Passage given:
------------------------------------------------------------
GPU minibatch training

532 views
Skip to first unread message

Rami Al-Rfou'

unread,
Oct 11, 2012, 5:44:31 PM10/11/12
to theano...@googlegroups.com, Bryan Perozzi
Hi All,

I am training a model with mini-batches. The GPU execution is slower than the CPU, the speed is around half the CPU one.

I decided to use shared datasets, as explained in the MLP sgd example in the tutorials, to copy the data to the GPU memory and avoid transferring data penalty.

Two things I observed:
  1- The GPU memory usage does not change, I monitor it using nvidia-smi
  2- The execution did not get faster.

I attached below my profiling logs of the CPU/GPU executions. Bear in mind that the code execute for fixed amount of time, however, the CPU processes twice more batches than the GPU.

Your help is really appreciated :).

Regards.
--
Rami Al-Rfou
cpu_log
gpu_log

James Bergstra

unread,
Oct 11, 2012, 5:50:58 PM10/11/12
to theano...@googlegroups.com, Bryan Perozzi
What timing results do you get when you run the actual deep learning
tutorial code?
------------------------------------------------------------
Data section:

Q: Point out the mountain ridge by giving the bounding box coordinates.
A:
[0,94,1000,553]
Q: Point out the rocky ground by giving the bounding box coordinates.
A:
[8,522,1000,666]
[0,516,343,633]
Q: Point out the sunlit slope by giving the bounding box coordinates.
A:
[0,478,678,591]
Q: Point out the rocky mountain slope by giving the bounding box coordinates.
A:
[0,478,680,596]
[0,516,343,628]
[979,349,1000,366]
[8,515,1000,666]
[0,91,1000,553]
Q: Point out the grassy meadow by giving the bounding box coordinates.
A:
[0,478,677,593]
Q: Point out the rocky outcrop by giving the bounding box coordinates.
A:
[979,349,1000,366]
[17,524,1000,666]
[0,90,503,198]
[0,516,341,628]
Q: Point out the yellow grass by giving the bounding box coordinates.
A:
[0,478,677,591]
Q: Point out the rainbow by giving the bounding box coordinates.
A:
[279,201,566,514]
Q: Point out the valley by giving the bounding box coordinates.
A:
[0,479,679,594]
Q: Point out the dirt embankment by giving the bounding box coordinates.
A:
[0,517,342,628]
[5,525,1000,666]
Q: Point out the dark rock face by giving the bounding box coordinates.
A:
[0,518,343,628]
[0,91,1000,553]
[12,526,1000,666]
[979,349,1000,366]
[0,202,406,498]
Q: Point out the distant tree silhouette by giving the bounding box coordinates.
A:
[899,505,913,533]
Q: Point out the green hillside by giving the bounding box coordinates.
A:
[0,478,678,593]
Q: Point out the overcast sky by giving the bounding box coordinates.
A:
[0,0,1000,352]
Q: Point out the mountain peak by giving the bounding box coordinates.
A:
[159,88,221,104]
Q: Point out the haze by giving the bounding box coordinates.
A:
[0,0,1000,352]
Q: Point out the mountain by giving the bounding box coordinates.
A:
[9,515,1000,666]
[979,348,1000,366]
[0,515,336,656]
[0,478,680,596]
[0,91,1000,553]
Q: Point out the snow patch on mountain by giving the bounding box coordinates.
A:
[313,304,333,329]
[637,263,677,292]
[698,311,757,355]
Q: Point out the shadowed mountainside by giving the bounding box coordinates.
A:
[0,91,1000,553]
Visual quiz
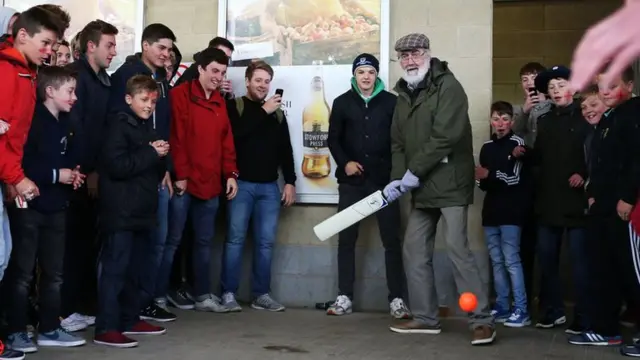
------------------------------------------------------------
What is required:
Copy out the stretch of the thread on GPU minibatch training from "I decided to" through "not get faster.". The entries have no connection to the thread on GPU minibatch training.

Task output:
I decided to use shared datasets, as explained in the MLP sgd example in the tutorials, to copy the data to the GPU memory and avoid transferring data penalty.

Two things I observed:
  1- The GPU memory usage does not change, I monitor it using nvidia-smi
  2- The execution did not get faster.